═════ DOCUMENT TEXT

Finally there is an interesting edge case that may be already exploited in the wild: in certain cases one can work backwards from the total amount to line-level data. Consider a store that only offers four items:
Given that pricing structure, if the cash-register rings up a customer for $11.23— recall this is the only number Visa, issuing-bank and whoever they are willing to share the data with can observe— there is only one possible combination of widgets the customer could have purchased: A and C. There is no other way to create a basket of goods summing up to that price.
This idea “reverse engineering” shopping cart contents from total amount and individual prices is related to a well-known problem in computer science. It is a variant of the subset-sum problem. In the strict version of subset-sum problem, items can not be repeated. In the retail settings of course customers can buy multiple copies of the same item. It turns out that tweak does not appreciably alter the fundamental difficulty of the problem— and solving subset-sum is very difficult in a well-defined computational sense. It ranks among the group of NP-complete problems for which there are no known efficient algorithms for solving large instances. Worse it is conjectured that no efficient algorithm exists. The “state of the art” exact solutions are barely faster than exhaustively checking all possible combinations of items, which does not scale to large instances of the problem where the menu contains not four, but dozens of different widgets available for purchase. Efficient approximation algorithms are known for many NP-complete problems but close-enough is not good enough in the context of inferring customer spending. If the algorithms returns an alleged shopping-cart but its contents do not add up to the exact purchase price, it is not the right cart; there is no reason to believe the customer bought any of them.
Are retail analytics companies working to solve subset sums to recover line-level purchase information? This is unlikely for several reasons, even if they were willing to throw large amounts of CPU time at the problem. This approach can only provide a “unique” solution on a menu with a small number of discrete items, each with unique price. As soon as any of these conditions are violated, there is no unique solution. For example if variable quantities are allowed— as in a grocery store where fruits and vegetables are priced by the pound— any amount can be attributed to say bananas alone. Similarly, if there are two items with the same price, they become indistinguishable. Even if every item has a distinct price individually, because the possible combinations increase exponentially with the number of items, there is no guarantee that they will remain free of “collisions:” two completely distinct basket of goods ends up with same total cost, down to the penny. Finally, assuming the pricing ambiguity could be tamed, there is a practical problem around sourcing accurate information: the data-mining operation must have exact pricing information from thousands of merchants, staying on top of variables such as geographic location (state & local taxes that increase the final sales amount) seasonal fluctuations and daily promotions that one particular outlet may decide to implement. Achieving any semblance of accuracy for that information would require cooperation by the merchant. But if one posits that merchants will be complicit in helping mine customer transactions by sharing information with a third-party, there is no need for solving subset-sum instances any longer. One may as well ask the merchant “what was in the shopping cart for that customer who bought $84.25 worth of groceries at 17:34EST?”
That scenario could ratchet up the privacy risks an order of magnitude. Until now, merchants have treated purchase data as a highly valuable asset, guarded jealously and only used internally to boost the health of this business. It is not up for grabs by third-party analytics services focusing on identifying global patterns to be monetized elsewhere. Even if that service could do a better job of crunching the data provided by one merchant, the end result may well end up benefiting their competitor instead. If incentives shift to the point that merchants are collectively throwing their own stash of consumer spending patterns into a single pile, it would spell trouble for privacy.

══════════
═════ DATA BLOCK

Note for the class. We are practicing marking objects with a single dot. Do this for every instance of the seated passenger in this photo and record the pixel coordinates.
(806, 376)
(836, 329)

══════════

WRITTEN TASK: The text on reconstructing shopping carts from purchase totals names the variables that a data-mining operation must stay on top of to keep exact pricing information from merchants. List them.

RESULT OF THE TASK:
- Geographic location (state and local taxes that increase the final sales amount)
- Seasonal fluctuations
- Daily promotions that one particular outlet may decide to implement